The Nova Scotia Senior Baseball League is an amateur baseball league located in Nova Scotia.  The league is the highest level of amateur baseball in the province, it is for players 18 and over.  The league champion traditionally represents Nova Scotia at the following year's Canadian Senior Baseball Championships (the Nationals are in August while league playoffs are in September).  An exception was in 2005 when the league sent an all-star team to the Nationals.

Teams

 The league started interleague play against the New Brunswick Senior Baseball League in 2006.

Former teams
 Bible Hill Blacksox
 Charlottetown (PE)
 Fredericton Schooners (NB)
 Louisdale
 Moncton Mets (NB)
 Morell (PE)
 New Waterford
 Sydney Mines Ramblers
 Liverpool
 Sackville Chiefs
 St. Peter's Royals
 Summerside (PE)
 Yarmouth Gateways
 Truro Bearcats

Notable players
 Richie Walcott, of the Sydney Sooners, played professional hockey for 10 seasons, including in  the American Hockey League and East Coast Hockey League.
Fredericton's Matt Stairs was NSSBL MVP in 1987 and 1988. He was also tied for the league lead in saves, with Dartmouth Moosehead Drys rookie Brian Davidge, in 87.
Bill Lee, former MLB with Boston and  Montreal competed for three seasons. Two with the Moncton Mets (86,87) and one with Sydney (‘89).

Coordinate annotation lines
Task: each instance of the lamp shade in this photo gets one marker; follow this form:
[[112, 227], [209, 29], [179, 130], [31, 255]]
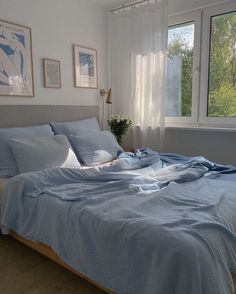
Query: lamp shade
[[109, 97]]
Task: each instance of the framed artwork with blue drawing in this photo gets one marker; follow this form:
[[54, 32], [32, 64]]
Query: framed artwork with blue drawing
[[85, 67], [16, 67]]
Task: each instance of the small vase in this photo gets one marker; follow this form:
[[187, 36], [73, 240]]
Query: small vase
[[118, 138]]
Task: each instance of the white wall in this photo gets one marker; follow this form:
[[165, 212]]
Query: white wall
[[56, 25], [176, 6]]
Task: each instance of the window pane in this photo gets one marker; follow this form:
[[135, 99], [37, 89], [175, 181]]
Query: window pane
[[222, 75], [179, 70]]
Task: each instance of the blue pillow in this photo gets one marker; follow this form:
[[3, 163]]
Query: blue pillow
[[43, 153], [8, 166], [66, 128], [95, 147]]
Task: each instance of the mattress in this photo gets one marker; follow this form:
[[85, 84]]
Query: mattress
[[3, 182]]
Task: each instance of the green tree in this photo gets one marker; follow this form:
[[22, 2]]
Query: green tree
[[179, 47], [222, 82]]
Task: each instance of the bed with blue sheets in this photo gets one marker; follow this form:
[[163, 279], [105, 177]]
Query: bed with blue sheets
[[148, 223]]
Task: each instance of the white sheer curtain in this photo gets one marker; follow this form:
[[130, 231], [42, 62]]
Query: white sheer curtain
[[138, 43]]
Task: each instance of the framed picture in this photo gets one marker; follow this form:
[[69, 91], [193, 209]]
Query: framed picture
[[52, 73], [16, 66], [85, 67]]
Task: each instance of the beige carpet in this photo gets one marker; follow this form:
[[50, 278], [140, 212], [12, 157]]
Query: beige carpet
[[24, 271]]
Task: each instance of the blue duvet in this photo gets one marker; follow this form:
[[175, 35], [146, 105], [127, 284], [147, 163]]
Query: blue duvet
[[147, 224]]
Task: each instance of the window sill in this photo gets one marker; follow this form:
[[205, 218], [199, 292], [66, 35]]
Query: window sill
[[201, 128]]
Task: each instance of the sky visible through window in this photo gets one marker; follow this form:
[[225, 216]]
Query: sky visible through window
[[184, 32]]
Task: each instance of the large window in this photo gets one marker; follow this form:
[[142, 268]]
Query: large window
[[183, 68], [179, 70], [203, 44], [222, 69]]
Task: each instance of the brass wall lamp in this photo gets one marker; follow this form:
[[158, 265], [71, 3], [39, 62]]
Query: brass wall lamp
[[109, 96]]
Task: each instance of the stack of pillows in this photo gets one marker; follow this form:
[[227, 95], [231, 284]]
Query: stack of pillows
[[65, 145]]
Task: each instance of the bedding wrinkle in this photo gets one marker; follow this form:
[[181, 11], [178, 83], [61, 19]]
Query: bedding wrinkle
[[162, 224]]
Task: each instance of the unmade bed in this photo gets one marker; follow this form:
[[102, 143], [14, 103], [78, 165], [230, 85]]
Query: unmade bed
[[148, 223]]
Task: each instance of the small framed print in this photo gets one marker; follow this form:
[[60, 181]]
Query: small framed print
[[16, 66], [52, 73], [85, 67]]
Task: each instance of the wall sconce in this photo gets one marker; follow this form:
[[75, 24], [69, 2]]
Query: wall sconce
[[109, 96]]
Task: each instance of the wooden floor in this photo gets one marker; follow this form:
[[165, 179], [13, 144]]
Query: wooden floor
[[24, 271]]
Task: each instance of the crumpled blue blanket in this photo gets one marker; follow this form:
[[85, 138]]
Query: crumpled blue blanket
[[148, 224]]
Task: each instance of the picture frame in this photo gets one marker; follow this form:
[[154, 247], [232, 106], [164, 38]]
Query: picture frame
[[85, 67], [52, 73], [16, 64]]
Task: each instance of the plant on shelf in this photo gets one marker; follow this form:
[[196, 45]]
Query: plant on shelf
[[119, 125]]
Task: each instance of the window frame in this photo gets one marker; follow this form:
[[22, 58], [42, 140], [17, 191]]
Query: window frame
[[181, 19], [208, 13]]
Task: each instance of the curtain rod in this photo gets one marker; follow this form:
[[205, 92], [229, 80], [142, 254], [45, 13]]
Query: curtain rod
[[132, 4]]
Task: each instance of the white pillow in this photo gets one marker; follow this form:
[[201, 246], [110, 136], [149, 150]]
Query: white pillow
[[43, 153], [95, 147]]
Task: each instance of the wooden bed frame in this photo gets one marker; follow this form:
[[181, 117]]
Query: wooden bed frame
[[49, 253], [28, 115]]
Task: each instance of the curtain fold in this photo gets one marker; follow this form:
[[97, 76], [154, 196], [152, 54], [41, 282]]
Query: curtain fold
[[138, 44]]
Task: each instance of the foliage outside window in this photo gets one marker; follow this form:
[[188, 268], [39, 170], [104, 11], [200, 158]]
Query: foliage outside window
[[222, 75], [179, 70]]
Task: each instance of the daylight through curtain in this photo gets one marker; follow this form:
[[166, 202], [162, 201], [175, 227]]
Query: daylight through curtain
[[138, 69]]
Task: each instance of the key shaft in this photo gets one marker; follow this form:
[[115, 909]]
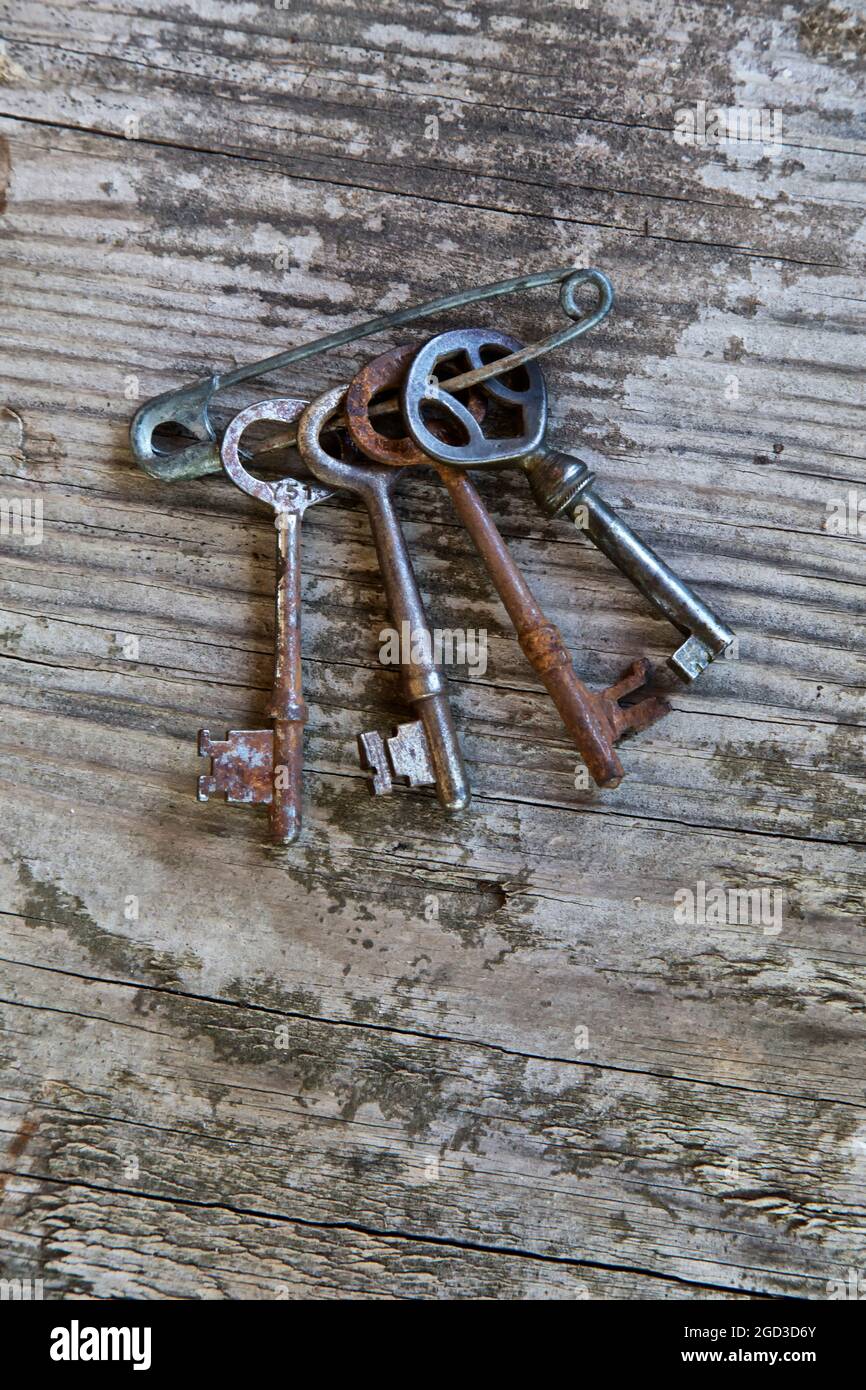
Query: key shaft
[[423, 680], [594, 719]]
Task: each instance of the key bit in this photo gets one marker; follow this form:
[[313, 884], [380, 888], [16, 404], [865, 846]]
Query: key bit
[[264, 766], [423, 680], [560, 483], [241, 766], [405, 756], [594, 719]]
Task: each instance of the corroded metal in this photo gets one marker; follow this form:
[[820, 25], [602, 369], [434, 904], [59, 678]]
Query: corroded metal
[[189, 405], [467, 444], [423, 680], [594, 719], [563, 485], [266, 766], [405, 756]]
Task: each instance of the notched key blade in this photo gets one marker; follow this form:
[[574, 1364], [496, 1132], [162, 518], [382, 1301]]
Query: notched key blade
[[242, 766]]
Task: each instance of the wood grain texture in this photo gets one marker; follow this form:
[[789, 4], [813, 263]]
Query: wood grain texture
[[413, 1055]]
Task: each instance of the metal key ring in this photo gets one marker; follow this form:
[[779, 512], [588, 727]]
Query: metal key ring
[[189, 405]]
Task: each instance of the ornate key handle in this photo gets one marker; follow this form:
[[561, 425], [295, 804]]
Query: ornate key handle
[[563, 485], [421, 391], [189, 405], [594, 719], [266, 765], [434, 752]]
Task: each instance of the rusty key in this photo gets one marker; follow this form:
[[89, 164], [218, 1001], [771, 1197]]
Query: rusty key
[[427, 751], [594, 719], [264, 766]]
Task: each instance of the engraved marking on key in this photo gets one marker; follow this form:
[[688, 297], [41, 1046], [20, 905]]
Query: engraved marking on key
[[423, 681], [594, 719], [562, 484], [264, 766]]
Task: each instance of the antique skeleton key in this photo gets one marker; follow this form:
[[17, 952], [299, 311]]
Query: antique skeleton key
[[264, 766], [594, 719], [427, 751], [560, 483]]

[Written instruction]: Write out the part of the baseball league text that opens with the words containing "Yarmouth Gateways" and closes with "with Sydney (‘89).", swapping "Richie Walcott" for "Richard Walcott". Answer from the baseball league text by itself.

[Output for this exercise]:
Yarmouth Gateways
 Truro Bearcats

Notable players
 Richard Walcott, of the Sydney Sooners, played professional hockey for 10 seasons, including in  the American Hockey League and East Coast Hockey League.
Fredericton's Matt Stairs was NSSBL MVP in 1987 and 1988. He was also tied for the league lead in saves, with Dartmouth Moosehead Drys rookie Brian Davidge, in 87.
Bill Lee, former MLB with Boston and  Montreal competed for three seasons. Two with the Moncton Mets (86,87) and one with Sydney (‘89).